--- Record extracts Enclosed Below ---

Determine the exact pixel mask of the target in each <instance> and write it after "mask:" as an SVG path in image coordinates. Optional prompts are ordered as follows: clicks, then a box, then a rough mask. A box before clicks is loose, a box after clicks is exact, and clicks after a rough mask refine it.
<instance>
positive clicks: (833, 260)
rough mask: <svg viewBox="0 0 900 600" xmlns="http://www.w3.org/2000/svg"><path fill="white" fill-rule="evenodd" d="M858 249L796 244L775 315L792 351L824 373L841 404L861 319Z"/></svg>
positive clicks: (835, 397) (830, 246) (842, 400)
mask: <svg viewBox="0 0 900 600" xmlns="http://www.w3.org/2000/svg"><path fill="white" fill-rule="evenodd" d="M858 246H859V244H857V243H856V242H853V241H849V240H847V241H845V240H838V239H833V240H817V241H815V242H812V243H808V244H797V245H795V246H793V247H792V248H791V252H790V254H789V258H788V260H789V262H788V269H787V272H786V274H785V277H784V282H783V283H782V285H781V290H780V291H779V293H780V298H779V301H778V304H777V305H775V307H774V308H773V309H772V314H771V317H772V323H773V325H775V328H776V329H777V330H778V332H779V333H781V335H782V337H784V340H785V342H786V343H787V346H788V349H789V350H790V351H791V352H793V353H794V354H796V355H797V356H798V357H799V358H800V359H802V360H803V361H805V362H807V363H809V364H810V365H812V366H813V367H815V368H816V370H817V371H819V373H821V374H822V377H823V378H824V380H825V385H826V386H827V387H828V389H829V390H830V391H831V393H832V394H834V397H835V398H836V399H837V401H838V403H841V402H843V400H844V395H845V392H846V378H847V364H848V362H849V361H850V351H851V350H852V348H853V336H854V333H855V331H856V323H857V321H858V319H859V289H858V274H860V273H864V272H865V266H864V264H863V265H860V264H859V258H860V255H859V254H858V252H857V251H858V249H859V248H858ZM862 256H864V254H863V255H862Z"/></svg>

--- End of Enclosed Record extracts ---

Your assignment: In the records above, some lines hold the word "rough"; copy each such line.

Reply:
Determine the exact pixel mask of the target in each <instance> and write it after "mask:" as an SVG path in image coordinates. Optional prompts are ordered as follows: clicks, then a box, then a rough mask. A box before clicks is loose, a box after clicks is exact, and clicks after a rough mask refine it.
rough mask: <svg viewBox="0 0 900 600" xmlns="http://www.w3.org/2000/svg"><path fill="white" fill-rule="evenodd" d="M858 249L796 244L775 315L792 351L824 373L841 404L861 319Z"/></svg>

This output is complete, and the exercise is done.